### Challenges
A - Decide whether each statement agrees with the article on Bush administration public lands policy. For each, answer yes or no and quote the words of the article that settle it. (i) Gale Norton has announced a ban on mining along three rivers in eastern Utah. (ii) In 2003, Norton's deal lifted protection for 5 million acres of potential wilderness in Utah. (iii) Robert Keiter is executive director of the Southern Utah Wilderness Alliance.
B - Write the next part of the article on Bush administration public lands policy, beginning after its final paragraph.
>> start Text passage
WASHINGTON - For much of the last four years, President Bush has sought to roll back the public lands legacy of the Clinton administration, re-opening areas for recreation, stimulating oil and gas drilling and trying to clear away bureaucratic tangles.

A second term would likely see more of the same as the administration seeks to expand energy production in the Rocky Mountain West and ease the government burden on ranchers and recreationists in the Republican-leaning states.

"America must have an energy policy that plans for the future, but meets the needs of today," Bush has said. "I believe we can develop our natural resources and protect our environment."

Over the past several weeks, Interior Secretary Gale Norton has been travelling the country announcing new environmentally friendly policies, including banning mining along three rivers in eastern Utah. Environmental groups say she is trying to "greenwash" the Bush record and shudder to think what a second term could hold.

"I think what you can see is that it will be an ongoing pattern of trying to undermine public land protection through a pattern of dishonesty . . . that will only be turbo-charged because there will no longer be the need to pull the wool over the public's eyes," said Scott Groene, executive director of the Southern Utah Wilderness Alliance.

In 2003, Norton cut a deal to lift protection for 3 million acres of potential wilderness in Utah identified during the Clinton administration. Her department has also sought to grant counties and states ownership of thousands of roads criss-crossing federal lands, reform grazing rules and drill in the Arctic National Wildlife Refuge.

"It's a basic campaign issue all the time," said Manuel Lujan Jr., the Interior Secretary under President George H.W. Bush. "The Democrats always want to close it up and the Republicans want to take a look at it."

Several initiatives launched in Bush's first term are expected to carry over into a second, said Robert Keiter, director of the Wallace Stegner Center at the University of Utah law school.

"My guess is it would continue to be a focus and there would be some expansion and this would provide an opportunity to really cement in place some of the administrative reforms that they have proposed," Keiter said.
>> end Text passage
>> start Information provided
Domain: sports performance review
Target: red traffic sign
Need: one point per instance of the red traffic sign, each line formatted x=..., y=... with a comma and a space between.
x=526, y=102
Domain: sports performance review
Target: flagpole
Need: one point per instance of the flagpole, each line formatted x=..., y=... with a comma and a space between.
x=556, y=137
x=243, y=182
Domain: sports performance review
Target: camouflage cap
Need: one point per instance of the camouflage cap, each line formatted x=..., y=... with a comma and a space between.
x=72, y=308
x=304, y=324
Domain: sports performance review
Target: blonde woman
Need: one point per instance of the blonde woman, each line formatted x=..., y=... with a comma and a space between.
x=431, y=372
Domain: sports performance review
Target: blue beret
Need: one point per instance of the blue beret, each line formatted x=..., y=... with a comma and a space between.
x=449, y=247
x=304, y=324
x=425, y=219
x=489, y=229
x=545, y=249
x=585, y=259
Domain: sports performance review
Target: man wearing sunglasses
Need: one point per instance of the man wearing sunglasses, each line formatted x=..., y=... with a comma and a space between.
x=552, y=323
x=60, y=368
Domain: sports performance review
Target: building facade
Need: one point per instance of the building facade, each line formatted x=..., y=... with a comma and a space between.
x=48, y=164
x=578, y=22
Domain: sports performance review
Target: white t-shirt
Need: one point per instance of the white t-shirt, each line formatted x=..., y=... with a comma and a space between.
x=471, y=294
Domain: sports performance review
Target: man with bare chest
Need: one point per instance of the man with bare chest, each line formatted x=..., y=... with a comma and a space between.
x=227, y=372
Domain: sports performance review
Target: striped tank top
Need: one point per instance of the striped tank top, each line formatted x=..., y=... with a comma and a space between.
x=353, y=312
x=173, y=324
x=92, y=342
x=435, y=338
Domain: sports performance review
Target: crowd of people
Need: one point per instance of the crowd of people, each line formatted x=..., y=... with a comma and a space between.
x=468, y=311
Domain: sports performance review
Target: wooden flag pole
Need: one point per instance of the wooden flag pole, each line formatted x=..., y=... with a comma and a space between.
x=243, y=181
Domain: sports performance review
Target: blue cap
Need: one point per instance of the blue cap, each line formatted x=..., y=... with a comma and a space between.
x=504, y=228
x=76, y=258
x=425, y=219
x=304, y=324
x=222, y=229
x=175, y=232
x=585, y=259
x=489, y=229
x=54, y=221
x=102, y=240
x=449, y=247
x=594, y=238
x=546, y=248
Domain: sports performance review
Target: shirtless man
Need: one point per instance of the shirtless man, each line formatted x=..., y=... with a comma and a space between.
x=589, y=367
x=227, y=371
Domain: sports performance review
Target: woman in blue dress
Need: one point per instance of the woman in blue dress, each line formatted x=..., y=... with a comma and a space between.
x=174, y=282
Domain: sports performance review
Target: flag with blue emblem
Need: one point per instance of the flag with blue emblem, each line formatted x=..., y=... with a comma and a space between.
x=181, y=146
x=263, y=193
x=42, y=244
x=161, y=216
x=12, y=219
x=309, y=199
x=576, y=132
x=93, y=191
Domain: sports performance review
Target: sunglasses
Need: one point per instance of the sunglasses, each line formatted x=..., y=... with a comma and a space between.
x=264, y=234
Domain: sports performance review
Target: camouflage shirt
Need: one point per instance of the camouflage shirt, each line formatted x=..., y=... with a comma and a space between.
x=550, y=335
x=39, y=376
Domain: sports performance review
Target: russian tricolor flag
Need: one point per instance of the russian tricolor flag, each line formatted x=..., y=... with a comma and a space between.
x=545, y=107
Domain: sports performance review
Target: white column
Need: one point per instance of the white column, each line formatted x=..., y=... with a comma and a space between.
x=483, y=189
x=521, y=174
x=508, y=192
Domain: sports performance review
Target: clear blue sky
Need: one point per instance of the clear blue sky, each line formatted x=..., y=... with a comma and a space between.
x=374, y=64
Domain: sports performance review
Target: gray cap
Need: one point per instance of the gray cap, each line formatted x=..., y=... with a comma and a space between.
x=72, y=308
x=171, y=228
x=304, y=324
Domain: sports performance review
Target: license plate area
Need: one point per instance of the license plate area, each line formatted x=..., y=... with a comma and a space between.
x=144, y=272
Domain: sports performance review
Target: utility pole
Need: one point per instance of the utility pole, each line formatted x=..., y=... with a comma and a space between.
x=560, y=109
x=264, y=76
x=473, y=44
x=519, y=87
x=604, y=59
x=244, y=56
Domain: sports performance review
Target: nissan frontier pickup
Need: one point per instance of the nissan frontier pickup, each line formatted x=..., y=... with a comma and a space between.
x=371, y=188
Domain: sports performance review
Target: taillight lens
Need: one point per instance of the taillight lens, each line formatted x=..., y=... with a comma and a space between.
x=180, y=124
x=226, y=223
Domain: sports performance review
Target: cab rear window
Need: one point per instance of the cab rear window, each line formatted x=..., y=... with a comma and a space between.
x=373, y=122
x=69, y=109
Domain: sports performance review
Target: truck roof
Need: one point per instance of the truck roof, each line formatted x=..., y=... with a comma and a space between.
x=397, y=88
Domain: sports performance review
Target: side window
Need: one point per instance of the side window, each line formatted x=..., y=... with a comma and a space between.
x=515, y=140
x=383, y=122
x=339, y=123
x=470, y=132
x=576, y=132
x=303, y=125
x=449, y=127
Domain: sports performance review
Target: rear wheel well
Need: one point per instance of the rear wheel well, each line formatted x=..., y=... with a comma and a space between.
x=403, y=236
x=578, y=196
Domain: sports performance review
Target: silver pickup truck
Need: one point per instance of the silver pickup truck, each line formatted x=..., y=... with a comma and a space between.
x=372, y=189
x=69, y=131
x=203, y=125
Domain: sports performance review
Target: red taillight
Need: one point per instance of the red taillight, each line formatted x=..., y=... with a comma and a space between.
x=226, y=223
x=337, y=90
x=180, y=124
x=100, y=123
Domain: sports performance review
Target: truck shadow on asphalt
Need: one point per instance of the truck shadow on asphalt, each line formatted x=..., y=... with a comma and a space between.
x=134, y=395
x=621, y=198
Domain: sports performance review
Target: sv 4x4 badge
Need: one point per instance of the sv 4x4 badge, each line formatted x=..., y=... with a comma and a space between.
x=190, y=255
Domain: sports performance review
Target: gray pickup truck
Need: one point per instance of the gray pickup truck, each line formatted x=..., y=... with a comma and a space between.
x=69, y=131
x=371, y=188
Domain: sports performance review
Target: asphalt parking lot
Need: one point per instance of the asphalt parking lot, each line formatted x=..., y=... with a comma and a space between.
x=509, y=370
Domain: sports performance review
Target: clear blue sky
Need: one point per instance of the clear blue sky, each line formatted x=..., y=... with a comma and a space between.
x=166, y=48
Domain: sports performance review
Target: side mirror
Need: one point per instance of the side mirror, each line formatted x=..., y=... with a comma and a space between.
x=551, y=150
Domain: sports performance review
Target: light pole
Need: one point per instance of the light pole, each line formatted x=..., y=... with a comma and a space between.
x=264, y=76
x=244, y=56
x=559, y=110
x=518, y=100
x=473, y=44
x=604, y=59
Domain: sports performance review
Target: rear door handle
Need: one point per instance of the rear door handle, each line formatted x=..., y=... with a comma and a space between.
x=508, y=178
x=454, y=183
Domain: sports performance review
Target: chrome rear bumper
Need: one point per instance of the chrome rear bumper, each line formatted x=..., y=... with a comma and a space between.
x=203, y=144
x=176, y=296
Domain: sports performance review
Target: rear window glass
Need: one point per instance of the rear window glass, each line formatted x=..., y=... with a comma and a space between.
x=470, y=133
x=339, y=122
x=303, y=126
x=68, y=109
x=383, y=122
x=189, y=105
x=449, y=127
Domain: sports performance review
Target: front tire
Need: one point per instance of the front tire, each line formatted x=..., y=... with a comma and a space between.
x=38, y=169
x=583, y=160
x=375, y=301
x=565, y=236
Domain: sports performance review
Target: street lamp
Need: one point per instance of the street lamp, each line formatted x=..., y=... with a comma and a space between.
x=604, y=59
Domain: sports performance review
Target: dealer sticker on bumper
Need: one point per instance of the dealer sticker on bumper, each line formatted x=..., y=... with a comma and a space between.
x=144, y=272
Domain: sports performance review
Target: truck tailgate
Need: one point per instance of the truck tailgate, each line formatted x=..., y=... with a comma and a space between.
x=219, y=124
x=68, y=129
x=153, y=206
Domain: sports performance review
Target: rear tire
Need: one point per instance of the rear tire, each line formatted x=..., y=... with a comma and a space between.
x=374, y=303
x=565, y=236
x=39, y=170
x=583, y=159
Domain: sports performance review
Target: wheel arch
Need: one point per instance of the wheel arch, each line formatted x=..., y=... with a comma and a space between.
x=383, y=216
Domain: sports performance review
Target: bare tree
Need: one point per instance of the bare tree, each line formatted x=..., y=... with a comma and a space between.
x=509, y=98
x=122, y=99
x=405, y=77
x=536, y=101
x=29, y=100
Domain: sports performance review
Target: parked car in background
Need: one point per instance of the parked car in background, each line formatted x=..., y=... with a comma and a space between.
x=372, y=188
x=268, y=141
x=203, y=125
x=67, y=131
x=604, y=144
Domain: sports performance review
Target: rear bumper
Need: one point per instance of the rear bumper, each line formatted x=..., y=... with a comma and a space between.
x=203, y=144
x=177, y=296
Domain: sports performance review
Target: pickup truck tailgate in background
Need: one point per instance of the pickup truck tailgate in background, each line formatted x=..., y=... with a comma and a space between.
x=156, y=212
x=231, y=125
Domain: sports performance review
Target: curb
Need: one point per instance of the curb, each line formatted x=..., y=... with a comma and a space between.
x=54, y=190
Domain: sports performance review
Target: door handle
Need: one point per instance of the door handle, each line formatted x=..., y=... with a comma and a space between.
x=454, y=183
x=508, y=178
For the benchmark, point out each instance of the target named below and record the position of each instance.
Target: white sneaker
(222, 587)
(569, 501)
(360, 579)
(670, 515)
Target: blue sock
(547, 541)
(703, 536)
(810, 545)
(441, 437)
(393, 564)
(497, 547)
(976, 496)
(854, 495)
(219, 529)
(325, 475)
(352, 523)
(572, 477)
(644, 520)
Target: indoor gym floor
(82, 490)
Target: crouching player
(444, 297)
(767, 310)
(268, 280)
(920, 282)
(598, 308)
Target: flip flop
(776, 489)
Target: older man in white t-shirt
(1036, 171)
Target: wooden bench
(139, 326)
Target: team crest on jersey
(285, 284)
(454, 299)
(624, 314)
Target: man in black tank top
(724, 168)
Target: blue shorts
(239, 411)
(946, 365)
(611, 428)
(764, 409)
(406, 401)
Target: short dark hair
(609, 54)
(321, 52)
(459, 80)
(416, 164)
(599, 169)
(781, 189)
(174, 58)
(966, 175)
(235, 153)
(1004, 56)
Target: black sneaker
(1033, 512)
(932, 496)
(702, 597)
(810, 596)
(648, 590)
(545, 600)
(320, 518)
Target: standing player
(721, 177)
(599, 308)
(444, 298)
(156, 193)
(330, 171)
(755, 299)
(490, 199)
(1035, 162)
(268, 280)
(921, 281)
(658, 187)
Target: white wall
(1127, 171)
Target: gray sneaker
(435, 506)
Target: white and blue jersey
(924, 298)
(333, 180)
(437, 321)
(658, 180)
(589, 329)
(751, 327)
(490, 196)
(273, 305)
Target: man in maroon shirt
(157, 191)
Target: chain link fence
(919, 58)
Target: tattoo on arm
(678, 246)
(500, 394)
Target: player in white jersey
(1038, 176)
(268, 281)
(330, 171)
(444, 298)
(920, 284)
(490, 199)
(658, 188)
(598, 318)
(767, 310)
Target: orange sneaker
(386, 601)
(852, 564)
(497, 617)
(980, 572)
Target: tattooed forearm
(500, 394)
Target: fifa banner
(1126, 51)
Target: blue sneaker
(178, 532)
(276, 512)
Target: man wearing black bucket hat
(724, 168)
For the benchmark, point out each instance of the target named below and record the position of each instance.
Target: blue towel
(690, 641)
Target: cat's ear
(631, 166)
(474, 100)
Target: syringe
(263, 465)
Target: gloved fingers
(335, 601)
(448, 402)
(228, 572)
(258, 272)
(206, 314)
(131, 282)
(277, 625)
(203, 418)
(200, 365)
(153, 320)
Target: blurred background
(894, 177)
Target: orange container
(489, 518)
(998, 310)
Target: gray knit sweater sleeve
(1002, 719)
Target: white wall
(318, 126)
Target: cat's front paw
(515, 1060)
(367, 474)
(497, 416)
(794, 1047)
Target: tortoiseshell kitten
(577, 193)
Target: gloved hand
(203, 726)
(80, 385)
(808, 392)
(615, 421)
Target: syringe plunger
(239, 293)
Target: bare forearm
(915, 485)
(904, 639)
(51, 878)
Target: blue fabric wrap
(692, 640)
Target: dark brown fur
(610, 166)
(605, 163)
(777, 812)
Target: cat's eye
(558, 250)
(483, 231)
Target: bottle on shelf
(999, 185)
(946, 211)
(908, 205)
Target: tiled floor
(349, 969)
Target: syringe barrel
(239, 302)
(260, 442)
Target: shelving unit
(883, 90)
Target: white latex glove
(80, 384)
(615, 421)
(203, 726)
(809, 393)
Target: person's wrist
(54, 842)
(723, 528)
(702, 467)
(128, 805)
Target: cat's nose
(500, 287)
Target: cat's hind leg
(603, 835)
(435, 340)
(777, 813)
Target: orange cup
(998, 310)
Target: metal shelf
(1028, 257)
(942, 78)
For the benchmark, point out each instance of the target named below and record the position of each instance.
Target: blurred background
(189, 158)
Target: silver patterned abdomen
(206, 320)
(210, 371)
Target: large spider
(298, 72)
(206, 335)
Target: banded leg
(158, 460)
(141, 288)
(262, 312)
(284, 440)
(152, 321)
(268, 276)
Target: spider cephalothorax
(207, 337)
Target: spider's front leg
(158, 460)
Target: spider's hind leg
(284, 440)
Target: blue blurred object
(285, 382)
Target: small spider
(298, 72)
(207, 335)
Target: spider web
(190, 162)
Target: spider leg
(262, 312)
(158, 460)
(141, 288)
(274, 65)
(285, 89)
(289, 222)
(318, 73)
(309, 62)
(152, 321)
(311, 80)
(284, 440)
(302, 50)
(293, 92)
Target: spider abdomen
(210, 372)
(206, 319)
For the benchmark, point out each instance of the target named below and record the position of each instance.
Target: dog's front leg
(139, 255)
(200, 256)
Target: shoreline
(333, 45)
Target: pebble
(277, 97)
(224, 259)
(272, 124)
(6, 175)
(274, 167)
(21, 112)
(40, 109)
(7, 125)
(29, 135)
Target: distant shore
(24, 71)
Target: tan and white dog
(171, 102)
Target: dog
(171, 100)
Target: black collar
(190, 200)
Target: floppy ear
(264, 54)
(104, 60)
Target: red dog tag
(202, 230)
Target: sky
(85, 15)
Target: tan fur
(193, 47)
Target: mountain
>> end Information provided
### Responses
A -
(i) Yes: "including banning mining along three rivers in eastern Utah."
(ii) No: "Norton cut a deal to lift protection for 3 million acres of potential wilderness in Utah."
(iii) No: "Robert Keiter, director of the Wallace Stegner Center at the University of Utah law school."

B -
While the policies remain the faces may change. Observers expect Norton may leave the secretary post, particularly if she can get a federal judgeship. Some speculate Utah Gov. Mike Leavitt may leave the Environmental Protection Agency to take her place.

BLM Director Kathleen Clarke, the former director of the Utah Department of Natural Resources, also may depart, although some close to her say she is happy in her job and is making plans for her office into next year. A spokeswoman said there have not been any discussions on Clarke's future in the department.

A driving principle behind the Bush land policy has been to cut red tape. The result is evident in the Healthy Forest Act, which streamlined environmental studies for timber projects aimed at fire prevention. The White House has added millions of dollars to those projects, treating 2.7 million acres to prevent wildfire, including 27,000 acres in Utah forests.

It has also restored 100,000 acres of Utah habitat, an accomplishment heralded by Utah anglers and hunters, many of whom are backing Bush despite concerns about the expansion of oil and gas drilling.

"I don't like to go out and see oil wells and stuff, but its kind of hypocritical when you drive your truck out there," said Don Peay, founder of Sportsmen for Fish and Wildlife and a leading Bush fund-raiser. "In my opinion the 'no management' policy under Clinton was a lot more detrimental to wildlife than Bush's oil and gas mining."

The pressure to drill in the Rockies is on because Americans need domestic energy and the Rockies is the only region that has showed increased production in the last decade, said Kathleen Eccleston, a spokeswoman for the Independent Petroleum Association of Mountain States. In short: That's where the oil and gas is.

"There's this misperception that Mr. Bush has just opened the floodgates for the petroleum industry and the industry has rushed to reap these benefits," she said. "The real reason there is increased interest in the Rockies has little to do with politics and more to do with geology."

The White House has also proposed grazing reform, erasing several Clinton-era changes, and wants to streamline the National Forest Management Act to limit environmental studies and potential legal challenges, Keiter said.

Final decisions are expected after the election, as is a determination on rescinding the Roadless Rule, which put 60 million acres of national forests off-limits to most logging and development. Bush's proposal would reopen that land, but allow governors petition to preserve certain forest areas.

Another post-election decision will be whether to list the sage grouse, a small bird that lives in western rangelands, on the Endangered Species List. Western governors oppose the listing, as do oil and gas interests and off-road vehicle users. If the White House is forced to protect the sage grouse, there could be a renewed effort in Congress to reform the act.

A second round of resource management plans, which determine how the public lands will be used, is expected in the coming year and will lay out how much grazing, mining recreation or preservation is in store for federal lands and forests. That second round of plans likely will include planning for the Vermillion Cliffs in Kane County, the Arizona Strip in northern Arizona and extreme southern Utah, and areas near Price.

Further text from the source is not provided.